> **DIRECTION**: From the line that includes "the white horse." to the last line of the data, quote each line precisely; both boundary lines belong in the answer.

%%

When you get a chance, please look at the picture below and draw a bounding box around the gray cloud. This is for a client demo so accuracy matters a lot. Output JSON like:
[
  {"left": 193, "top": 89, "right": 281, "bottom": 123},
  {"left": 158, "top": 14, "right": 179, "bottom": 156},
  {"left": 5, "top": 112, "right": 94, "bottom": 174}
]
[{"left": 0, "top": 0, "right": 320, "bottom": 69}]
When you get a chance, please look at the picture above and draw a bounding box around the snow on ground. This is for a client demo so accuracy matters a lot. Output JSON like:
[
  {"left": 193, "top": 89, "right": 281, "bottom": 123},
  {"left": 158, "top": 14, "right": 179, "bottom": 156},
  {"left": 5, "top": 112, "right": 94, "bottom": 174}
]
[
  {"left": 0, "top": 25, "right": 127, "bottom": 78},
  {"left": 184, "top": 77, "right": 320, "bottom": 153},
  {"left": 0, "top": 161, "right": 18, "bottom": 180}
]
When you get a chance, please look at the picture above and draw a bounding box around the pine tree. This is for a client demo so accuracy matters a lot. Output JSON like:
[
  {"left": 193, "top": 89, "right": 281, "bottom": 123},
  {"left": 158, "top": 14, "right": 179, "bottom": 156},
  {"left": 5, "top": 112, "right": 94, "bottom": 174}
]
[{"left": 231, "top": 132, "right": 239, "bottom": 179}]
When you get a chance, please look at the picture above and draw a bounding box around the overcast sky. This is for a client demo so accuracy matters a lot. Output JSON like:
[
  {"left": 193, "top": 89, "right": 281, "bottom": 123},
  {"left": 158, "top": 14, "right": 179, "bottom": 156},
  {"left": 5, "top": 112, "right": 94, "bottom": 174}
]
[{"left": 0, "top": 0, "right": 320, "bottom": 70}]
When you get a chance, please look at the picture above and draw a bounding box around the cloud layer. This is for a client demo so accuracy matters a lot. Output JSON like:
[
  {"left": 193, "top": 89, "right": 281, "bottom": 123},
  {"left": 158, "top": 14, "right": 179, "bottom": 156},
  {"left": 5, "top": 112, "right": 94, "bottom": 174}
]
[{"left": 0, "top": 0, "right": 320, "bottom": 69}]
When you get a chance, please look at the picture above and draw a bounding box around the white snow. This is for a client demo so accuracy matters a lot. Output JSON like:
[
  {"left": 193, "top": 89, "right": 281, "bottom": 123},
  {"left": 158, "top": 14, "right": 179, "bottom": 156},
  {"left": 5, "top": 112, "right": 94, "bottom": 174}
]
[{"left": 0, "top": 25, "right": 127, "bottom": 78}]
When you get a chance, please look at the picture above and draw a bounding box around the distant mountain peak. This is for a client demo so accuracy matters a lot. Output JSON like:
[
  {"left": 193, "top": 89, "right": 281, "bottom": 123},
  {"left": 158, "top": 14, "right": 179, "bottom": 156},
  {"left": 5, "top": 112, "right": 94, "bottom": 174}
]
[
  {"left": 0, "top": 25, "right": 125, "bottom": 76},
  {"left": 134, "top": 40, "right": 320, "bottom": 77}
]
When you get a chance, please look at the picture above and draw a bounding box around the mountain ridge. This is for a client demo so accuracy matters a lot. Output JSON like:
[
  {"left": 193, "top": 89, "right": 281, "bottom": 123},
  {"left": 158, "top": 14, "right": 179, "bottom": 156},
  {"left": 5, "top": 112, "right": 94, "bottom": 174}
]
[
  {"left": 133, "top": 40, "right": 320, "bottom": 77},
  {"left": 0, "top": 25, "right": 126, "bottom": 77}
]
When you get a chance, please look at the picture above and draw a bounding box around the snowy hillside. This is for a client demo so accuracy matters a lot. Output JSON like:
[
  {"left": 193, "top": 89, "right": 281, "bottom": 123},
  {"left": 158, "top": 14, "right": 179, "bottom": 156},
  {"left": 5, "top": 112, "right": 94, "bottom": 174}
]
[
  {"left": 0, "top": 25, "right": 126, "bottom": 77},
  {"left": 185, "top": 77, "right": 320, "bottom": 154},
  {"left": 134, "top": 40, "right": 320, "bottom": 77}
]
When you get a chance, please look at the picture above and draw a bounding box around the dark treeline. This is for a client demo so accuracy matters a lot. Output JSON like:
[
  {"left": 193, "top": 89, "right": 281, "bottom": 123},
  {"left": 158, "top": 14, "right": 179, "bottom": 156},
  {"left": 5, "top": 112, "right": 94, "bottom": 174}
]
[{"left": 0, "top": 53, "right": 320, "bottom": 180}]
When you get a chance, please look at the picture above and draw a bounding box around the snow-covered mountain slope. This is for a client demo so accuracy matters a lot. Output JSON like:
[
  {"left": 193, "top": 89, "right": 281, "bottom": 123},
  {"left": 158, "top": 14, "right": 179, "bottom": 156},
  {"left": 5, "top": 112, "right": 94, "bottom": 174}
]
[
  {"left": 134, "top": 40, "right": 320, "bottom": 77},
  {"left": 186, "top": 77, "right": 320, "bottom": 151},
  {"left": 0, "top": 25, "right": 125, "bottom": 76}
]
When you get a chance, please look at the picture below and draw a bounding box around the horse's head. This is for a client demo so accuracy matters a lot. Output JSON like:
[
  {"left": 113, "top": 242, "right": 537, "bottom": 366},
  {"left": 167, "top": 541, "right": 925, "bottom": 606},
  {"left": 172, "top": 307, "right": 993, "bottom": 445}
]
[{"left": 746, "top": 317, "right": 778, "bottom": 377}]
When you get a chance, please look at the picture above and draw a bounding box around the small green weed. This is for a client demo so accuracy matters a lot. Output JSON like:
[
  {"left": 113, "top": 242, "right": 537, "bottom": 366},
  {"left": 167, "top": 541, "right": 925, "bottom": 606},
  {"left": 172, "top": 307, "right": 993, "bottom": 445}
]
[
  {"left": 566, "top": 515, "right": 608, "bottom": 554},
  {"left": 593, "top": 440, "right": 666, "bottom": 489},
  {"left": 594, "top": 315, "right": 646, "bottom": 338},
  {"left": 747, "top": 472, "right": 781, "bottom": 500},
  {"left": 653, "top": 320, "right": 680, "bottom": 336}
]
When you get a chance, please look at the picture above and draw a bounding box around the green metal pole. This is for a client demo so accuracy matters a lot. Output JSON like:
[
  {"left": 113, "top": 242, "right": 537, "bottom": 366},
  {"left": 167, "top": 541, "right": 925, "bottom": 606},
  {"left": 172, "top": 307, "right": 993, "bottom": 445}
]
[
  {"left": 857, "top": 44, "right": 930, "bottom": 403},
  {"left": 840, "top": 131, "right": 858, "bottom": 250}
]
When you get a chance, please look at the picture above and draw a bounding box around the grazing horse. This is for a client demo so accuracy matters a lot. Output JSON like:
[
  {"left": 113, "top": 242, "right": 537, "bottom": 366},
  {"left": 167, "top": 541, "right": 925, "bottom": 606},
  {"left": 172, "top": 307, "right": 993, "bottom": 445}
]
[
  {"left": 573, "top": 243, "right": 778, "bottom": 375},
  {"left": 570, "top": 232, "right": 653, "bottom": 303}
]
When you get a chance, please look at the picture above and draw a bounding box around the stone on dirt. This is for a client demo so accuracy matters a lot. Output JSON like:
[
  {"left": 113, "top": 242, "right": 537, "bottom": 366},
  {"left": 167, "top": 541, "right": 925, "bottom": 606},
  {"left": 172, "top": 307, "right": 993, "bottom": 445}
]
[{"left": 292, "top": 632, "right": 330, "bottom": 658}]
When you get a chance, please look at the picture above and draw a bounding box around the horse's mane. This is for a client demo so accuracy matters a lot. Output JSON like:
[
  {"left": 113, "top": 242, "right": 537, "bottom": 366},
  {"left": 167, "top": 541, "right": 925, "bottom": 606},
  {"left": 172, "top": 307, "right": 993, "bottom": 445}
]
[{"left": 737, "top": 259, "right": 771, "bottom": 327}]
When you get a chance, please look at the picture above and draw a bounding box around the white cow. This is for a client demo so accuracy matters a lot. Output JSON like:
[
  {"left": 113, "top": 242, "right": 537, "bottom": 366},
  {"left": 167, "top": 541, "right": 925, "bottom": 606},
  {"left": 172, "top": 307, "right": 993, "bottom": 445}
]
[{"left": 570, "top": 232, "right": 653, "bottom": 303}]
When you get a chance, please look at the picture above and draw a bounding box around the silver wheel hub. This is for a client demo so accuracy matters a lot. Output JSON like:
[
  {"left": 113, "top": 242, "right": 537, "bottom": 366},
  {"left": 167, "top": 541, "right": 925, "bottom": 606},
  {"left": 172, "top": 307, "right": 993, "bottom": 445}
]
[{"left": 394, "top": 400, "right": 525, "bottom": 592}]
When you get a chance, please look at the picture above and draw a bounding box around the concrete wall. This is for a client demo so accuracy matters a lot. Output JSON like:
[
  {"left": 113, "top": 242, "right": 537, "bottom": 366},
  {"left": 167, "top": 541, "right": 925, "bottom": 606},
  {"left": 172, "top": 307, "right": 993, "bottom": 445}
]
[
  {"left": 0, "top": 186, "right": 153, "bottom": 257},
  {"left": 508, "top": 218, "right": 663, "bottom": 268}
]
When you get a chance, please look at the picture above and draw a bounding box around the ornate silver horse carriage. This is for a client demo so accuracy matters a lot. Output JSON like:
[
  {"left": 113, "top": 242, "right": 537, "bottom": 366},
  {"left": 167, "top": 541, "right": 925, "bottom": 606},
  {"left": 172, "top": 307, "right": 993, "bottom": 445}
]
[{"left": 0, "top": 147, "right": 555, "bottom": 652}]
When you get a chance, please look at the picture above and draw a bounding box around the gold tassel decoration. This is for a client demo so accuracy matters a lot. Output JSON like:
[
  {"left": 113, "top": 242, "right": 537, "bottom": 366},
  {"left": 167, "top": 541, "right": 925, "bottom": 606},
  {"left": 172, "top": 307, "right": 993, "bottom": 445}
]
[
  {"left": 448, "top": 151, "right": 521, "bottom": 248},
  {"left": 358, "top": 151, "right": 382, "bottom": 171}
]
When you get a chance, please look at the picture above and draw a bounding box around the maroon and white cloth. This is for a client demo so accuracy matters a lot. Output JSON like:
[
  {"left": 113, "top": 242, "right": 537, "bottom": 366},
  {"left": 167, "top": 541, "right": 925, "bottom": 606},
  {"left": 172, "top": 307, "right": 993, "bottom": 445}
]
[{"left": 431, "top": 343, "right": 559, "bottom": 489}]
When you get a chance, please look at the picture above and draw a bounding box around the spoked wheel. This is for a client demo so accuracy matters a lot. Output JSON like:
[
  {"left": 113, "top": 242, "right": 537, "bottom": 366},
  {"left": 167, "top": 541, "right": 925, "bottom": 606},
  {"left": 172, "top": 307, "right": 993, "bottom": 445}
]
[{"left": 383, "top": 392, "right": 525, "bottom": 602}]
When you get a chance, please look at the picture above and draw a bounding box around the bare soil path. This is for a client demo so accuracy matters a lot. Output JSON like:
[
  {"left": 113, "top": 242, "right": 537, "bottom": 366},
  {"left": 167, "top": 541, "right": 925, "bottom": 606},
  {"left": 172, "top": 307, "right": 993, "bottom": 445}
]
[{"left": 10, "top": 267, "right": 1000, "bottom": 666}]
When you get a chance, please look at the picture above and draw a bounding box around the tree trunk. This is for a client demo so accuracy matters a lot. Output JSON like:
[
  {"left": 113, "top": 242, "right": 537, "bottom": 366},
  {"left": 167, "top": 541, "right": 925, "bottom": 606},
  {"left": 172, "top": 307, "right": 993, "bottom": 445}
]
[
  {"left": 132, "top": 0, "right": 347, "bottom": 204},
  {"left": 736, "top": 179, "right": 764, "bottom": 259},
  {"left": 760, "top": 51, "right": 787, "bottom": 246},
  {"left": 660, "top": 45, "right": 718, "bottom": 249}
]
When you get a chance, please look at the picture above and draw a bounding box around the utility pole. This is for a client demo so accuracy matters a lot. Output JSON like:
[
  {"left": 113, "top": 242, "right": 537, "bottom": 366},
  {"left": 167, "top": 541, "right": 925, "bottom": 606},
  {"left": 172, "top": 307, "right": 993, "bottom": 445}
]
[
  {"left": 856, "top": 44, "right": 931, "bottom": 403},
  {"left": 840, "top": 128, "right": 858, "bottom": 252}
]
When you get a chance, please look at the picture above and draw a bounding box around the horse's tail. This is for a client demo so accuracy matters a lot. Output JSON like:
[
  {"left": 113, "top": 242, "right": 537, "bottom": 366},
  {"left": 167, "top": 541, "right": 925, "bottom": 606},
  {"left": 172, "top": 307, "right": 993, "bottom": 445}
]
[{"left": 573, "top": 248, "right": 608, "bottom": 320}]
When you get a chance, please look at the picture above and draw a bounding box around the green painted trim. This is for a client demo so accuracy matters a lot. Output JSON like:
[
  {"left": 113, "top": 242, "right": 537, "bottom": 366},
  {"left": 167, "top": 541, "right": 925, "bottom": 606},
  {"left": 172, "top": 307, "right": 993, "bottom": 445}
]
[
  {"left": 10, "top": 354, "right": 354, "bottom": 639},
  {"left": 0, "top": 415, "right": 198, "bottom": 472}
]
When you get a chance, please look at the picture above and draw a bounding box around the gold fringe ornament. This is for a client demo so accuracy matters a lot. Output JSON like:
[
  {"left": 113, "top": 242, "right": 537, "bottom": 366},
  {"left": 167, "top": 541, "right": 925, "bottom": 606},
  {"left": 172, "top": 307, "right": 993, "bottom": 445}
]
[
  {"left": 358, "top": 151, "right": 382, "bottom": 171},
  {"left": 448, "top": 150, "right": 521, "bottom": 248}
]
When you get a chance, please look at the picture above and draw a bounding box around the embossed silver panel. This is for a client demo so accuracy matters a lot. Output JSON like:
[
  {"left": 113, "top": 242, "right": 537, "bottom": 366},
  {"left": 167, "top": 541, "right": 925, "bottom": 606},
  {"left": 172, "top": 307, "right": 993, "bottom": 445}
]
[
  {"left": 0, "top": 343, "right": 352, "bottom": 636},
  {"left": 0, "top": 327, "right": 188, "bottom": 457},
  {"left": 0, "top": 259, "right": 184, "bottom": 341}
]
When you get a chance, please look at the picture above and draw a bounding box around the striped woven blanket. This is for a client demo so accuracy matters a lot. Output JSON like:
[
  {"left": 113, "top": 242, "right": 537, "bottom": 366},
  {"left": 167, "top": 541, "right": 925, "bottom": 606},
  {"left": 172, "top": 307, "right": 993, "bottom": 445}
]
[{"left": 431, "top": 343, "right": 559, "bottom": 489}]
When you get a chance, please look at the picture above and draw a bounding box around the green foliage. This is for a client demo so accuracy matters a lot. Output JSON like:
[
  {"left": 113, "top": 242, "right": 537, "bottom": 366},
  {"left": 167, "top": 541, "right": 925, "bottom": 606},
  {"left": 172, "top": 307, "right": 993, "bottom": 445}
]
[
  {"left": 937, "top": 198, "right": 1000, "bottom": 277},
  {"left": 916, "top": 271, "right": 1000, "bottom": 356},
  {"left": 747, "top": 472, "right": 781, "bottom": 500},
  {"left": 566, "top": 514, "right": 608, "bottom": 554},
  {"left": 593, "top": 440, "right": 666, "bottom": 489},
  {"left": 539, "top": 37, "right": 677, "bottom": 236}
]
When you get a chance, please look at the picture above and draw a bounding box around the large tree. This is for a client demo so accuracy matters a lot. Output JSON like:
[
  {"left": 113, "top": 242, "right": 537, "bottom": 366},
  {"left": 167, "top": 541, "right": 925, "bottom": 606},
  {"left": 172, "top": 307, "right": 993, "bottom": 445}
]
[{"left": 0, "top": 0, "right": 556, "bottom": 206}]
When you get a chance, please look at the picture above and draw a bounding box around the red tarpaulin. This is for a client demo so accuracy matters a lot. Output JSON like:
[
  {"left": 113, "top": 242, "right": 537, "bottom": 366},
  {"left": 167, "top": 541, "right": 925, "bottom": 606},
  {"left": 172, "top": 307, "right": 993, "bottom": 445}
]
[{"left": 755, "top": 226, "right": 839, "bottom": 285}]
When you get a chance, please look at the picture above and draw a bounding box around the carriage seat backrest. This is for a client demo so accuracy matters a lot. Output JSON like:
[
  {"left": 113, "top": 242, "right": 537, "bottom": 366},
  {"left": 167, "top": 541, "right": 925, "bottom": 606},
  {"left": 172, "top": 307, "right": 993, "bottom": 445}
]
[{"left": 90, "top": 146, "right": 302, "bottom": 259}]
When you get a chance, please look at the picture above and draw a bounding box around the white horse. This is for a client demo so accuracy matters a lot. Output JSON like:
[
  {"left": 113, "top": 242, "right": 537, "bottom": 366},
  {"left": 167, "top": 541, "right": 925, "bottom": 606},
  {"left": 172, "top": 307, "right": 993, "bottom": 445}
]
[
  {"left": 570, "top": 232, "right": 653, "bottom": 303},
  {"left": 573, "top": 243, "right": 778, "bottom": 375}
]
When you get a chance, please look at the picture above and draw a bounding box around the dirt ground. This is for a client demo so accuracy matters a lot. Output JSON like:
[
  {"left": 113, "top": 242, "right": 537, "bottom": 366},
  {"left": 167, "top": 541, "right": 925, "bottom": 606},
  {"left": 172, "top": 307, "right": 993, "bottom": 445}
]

%%

> **THE COMPLETED TASK**:
When you get a chance, please look at the picture above and draw a bounding box around the white horse. This is for a client demo so accuracy matters a lot. Output JSON like:
[
  {"left": 113, "top": 242, "right": 537, "bottom": 366},
  {"left": 167, "top": 541, "right": 925, "bottom": 606},
  {"left": 172, "top": 307, "right": 993, "bottom": 445}
]
[
  {"left": 570, "top": 232, "right": 653, "bottom": 303},
  {"left": 573, "top": 243, "right": 778, "bottom": 375}
]
When you get a chance, please look at the picture above and draw a bounding box around the dirt ground. This is for a client demo so accuracy matters a lot. Output JSON like:
[
  {"left": 113, "top": 242, "right": 537, "bottom": 366},
  {"left": 167, "top": 541, "right": 925, "bottom": 606},
  {"left": 172, "top": 307, "right": 993, "bottom": 445}
]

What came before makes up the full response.